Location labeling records
--- begin ---

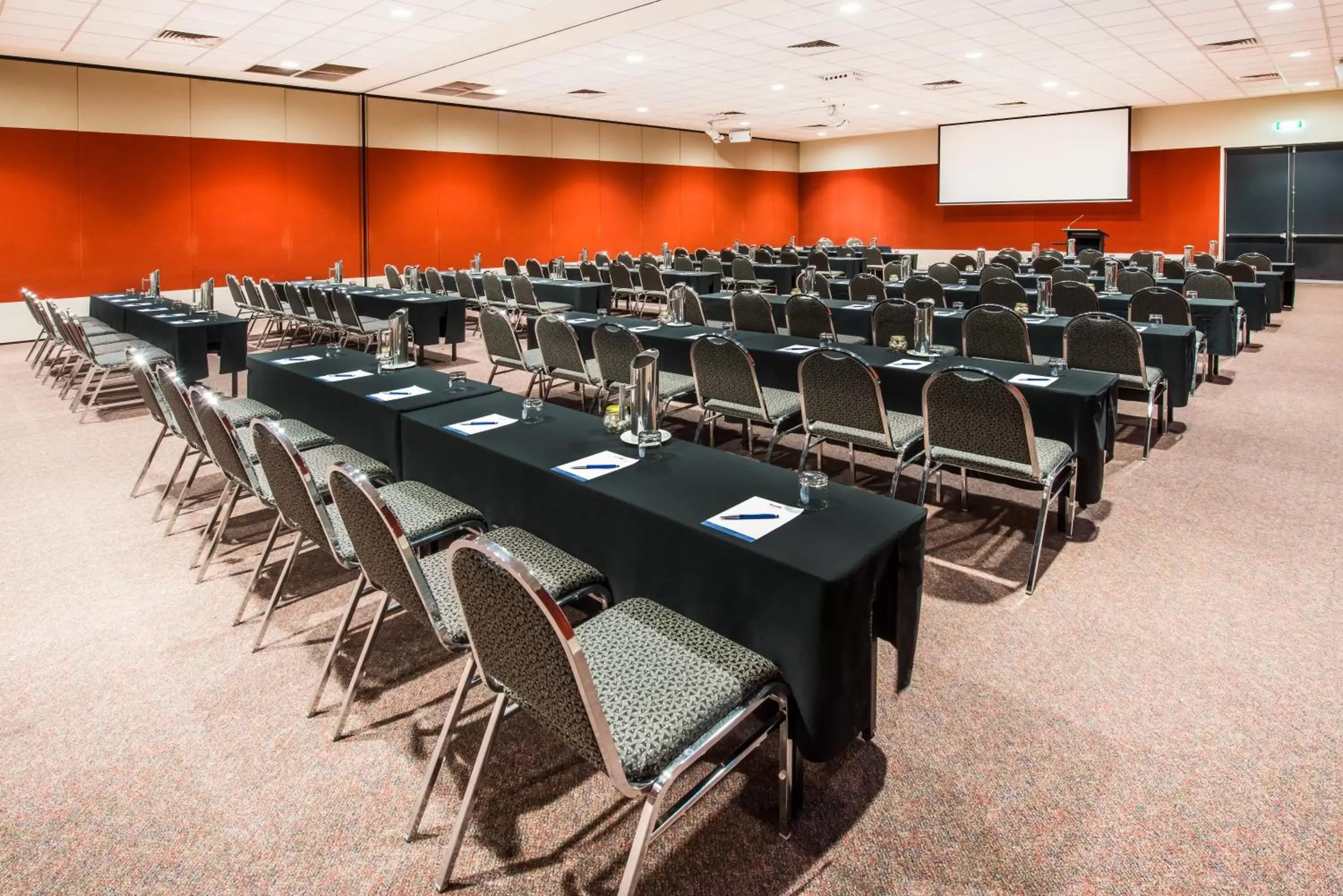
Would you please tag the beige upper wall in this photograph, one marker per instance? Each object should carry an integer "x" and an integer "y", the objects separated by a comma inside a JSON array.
[{"x": 1236, "y": 123}]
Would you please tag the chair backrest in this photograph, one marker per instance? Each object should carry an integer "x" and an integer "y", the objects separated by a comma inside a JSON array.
[
  {"x": 808, "y": 316},
  {"x": 894, "y": 317},
  {"x": 974, "y": 411},
  {"x": 724, "y": 371},
  {"x": 945, "y": 273},
  {"x": 1072, "y": 299},
  {"x": 385, "y": 554},
  {"x": 614, "y": 348},
  {"x": 1106, "y": 343},
  {"x": 753, "y": 312},
  {"x": 559, "y": 346},
  {"x": 1135, "y": 278},
  {"x": 292, "y": 486},
  {"x": 1069, "y": 274},
  {"x": 1259, "y": 261},
  {"x": 923, "y": 286},
  {"x": 993, "y": 331},
  {"x": 865, "y": 288},
  {"x": 1159, "y": 300},
  {"x": 1001, "y": 290},
  {"x": 838, "y": 388},
  {"x": 1239, "y": 272}
]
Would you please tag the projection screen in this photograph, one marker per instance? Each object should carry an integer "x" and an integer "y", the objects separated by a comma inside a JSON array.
[{"x": 1074, "y": 158}]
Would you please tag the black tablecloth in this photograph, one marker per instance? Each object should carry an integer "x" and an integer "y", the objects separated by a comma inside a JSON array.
[
  {"x": 1079, "y": 409},
  {"x": 809, "y": 596},
  {"x": 343, "y": 410},
  {"x": 188, "y": 343}
]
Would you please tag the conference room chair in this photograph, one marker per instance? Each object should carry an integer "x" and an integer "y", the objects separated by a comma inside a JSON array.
[
  {"x": 1110, "y": 344},
  {"x": 753, "y": 312},
  {"x": 587, "y": 686},
  {"x": 1072, "y": 299},
  {"x": 809, "y": 317},
  {"x": 977, "y": 421},
  {"x": 1047, "y": 264},
  {"x": 744, "y": 277},
  {"x": 997, "y": 332},
  {"x": 923, "y": 286},
  {"x": 843, "y": 403},
  {"x": 809, "y": 281},
  {"x": 652, "y": 286},
  {"x": 943, "y": 273},
  {"x": 864, "y": 288},
  {"x": 1135, "y": 278},
  {"x": 1257, "y": 261},
  {"x": 727, "y": 386},
  {"x": 614, "y": 348},
  {"x": 563, "y": 359}
]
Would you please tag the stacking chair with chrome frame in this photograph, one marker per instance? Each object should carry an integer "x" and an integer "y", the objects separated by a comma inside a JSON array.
[
  {"x": 602, "y": 696},
  {"x": 977, "y": 421},
  {"x": 841, "y": 402}
]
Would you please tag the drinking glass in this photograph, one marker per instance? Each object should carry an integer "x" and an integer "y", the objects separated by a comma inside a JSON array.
[{"x": 812, "y": 490}]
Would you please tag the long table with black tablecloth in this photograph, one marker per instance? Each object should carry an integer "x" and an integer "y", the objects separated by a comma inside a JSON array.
[
  {"x": 1078, "y": 410},
  {"x": 178, "y": 329},
  {"x": 581, "y": 294},
  {"x": 343, "y": 409},
  {"x": 1169, "y": 347},
  {"x": 810, "y": 596}
]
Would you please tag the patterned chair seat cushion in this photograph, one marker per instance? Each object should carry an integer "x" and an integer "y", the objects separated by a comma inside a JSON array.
[
  {"x": 1051, "y": 455},
  {"x": 664, "y": 680},
  {"x": 904, "y": 429},
  {"x": 779, "y": 405}
]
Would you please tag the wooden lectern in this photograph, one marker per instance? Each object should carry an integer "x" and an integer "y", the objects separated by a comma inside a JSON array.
[{"x": 1088, "y": 238}]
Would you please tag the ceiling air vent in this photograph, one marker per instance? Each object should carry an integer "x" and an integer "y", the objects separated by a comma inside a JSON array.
[
  {"x": 1223, "y": 46},
  {"x": 331, "y": 73},
  {"x": 168, "y": 35}
]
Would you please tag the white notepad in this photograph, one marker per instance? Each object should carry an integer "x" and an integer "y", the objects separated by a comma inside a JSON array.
[
  {"x": 481, "y": 423},
  {"x": 406, "y": 391},
  {"x": 753, "y": 530},
  {"x": 595, "y": 465},
  {"x": 347, "y": 375}
]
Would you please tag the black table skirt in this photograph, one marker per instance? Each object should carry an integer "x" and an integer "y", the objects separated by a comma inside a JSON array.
[
  {"x": 187, "y": 343},
  {"x": 1078, "y": 410},
  {"x": 810, "y": 597},
  {"x": 343, "y": 410},
  {"x": 1168, "y": 347}
]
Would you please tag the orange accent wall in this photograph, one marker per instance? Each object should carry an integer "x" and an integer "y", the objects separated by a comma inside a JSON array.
[
  {"x": 544, "y": 207},
  {"x": 92, "y": 211},
  {"x": 1176, "y": 201}
]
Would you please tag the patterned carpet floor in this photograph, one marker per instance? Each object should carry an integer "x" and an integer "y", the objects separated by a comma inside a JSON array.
[{"x": 1165, "y": 715}]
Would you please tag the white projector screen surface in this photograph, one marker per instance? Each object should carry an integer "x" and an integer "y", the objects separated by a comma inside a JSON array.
[{"x": 1041, "y": 159}]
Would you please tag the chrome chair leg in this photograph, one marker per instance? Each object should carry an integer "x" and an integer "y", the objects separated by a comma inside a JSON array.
[
  {"x": 150, "y": 460},
  {"x": 445, "y": 735},
  {"x": 280, "y": 590},
  {"x": 473, "y": 784},
  {"x": 336, "y": 641},
  {"x": 359, "y": 666}
]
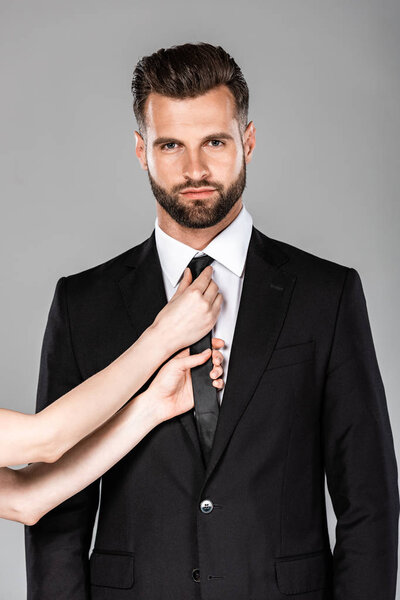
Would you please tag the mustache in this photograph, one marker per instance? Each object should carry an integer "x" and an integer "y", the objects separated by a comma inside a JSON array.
[{"x": 195, "y": 185}]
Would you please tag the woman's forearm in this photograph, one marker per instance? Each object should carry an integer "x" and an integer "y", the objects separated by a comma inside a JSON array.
[
  {"x": 46, "y": 436},
  {"x": 38, "y": 488}
]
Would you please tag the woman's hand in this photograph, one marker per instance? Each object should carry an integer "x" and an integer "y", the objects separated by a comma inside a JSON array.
[
  {"x": 191, "y": 312},
  {"x": 172, "y": 387}
]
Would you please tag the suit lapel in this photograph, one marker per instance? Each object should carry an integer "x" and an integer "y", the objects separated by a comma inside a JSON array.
[
  {"x": 264, "y": 303},
  {"x": 144, "y": 296}
]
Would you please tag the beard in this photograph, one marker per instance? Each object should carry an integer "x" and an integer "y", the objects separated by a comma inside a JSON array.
[{"x": 200, "y": 213}]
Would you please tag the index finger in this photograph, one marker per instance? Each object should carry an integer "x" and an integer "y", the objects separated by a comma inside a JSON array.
[{"x": 202, "y": 281}]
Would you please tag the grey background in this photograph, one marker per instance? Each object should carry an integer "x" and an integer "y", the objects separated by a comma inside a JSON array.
[{"x": 324, "y": 97}]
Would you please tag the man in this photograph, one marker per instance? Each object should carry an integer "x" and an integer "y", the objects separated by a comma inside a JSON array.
[{"x": 303, "y": 393}]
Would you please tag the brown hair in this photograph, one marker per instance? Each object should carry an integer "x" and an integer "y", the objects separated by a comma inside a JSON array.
[{"x": 187, "y": 71}]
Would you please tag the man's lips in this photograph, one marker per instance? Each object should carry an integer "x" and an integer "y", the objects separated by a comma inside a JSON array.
[
  {"x": 197, "y": 190},
  {"x": 198, "y": 193}
]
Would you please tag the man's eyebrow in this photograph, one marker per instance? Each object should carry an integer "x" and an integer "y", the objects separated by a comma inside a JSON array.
[{"x": 221, "y": 135}]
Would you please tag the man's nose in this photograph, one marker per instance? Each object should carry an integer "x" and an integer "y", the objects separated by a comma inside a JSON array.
[{"x": 195, "y": 166}]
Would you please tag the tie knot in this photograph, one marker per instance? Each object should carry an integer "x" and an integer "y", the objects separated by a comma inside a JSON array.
[{"x": 198, "y": 263}]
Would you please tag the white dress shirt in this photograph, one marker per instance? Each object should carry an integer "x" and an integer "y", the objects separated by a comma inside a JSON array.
[{"x": 229, "y": 251}]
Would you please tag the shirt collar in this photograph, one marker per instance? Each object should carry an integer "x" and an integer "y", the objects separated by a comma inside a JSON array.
[{"x": 229, "y": 248}]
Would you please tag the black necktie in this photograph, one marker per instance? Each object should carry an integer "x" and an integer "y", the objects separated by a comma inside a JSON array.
[{"x": 206, "y": 405}]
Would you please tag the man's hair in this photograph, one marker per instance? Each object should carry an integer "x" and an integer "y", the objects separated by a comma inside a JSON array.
[{"x": 187, "y": 71}]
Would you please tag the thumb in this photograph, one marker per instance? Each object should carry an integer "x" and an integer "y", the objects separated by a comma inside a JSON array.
[
  {"x": 192, "y": 360},
  {"x": 184, "y": 282}
]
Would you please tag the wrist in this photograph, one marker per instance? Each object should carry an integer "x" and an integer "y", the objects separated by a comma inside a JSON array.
[
  {"x": 162, "y": 339},
  {"x": 150, "y": 408}
]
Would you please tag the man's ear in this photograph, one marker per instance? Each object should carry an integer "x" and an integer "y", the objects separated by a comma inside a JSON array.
[
  {"x": 141, "y": 150},
  {"x": 249, "y": 141}
]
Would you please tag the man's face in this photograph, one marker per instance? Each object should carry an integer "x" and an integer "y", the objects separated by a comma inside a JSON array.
[{"x": 194, "y": 144}]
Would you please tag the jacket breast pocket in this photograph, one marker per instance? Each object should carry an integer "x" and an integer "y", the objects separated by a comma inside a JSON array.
[
  {"x": 304, "y": 573},
  {"x": 112, "y": 569},
  {"x": 291, "y": 355}
]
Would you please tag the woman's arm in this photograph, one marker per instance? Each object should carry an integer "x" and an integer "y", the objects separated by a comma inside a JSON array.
[
  {"x": 29, "y": 493},
  {"x": 47, "y": 435}
]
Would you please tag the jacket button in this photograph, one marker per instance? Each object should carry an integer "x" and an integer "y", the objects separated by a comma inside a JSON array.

--- end ---

Starting at the line that contains "Would you please tag the man's ear", print every line through the end of the listing, word for word. Leave out all the rest.

Would you please tag the man's ear in this photograph, one marker per instance? Each object should carry an integer "x" and an integer "y", the objects separated by a comma inside a JSON array.
[
  {"x": 141, "y": 150},
  {"x": 249, "y": 141}
]
Would you please tag the man's face in this photograph, one marker per instance? Each object should carry an integer "x" and an integer "y", the objects separated by a comma inside a JSON array.
[{"x": 194, "y": 144}]
Would you please tag the jacket breast pocket in this photograph, one marker per instance? Each object should carry an integer "x" and an integer "y", the objects separated by a comma inside a JSON array.
[
  {"x": 304, "y": 573},
  {"x": 112, "y": 569},
  {"x": 291, "y": 355}
]
Would you please tag the woman's arm in this photograph, one marker per instance? Each object should carry an integer "x" and an integer "y", the objects separated by a comma inside a JSON array.
[
  {"x": 29, "y": 493},
  {"x": 47, "y": 435}
]
Would you please tag the jacket button in this photograph, one marker per instance? Each object should carry an integer "x" and an integer "y", the objects separated by a comma inside a JSON array.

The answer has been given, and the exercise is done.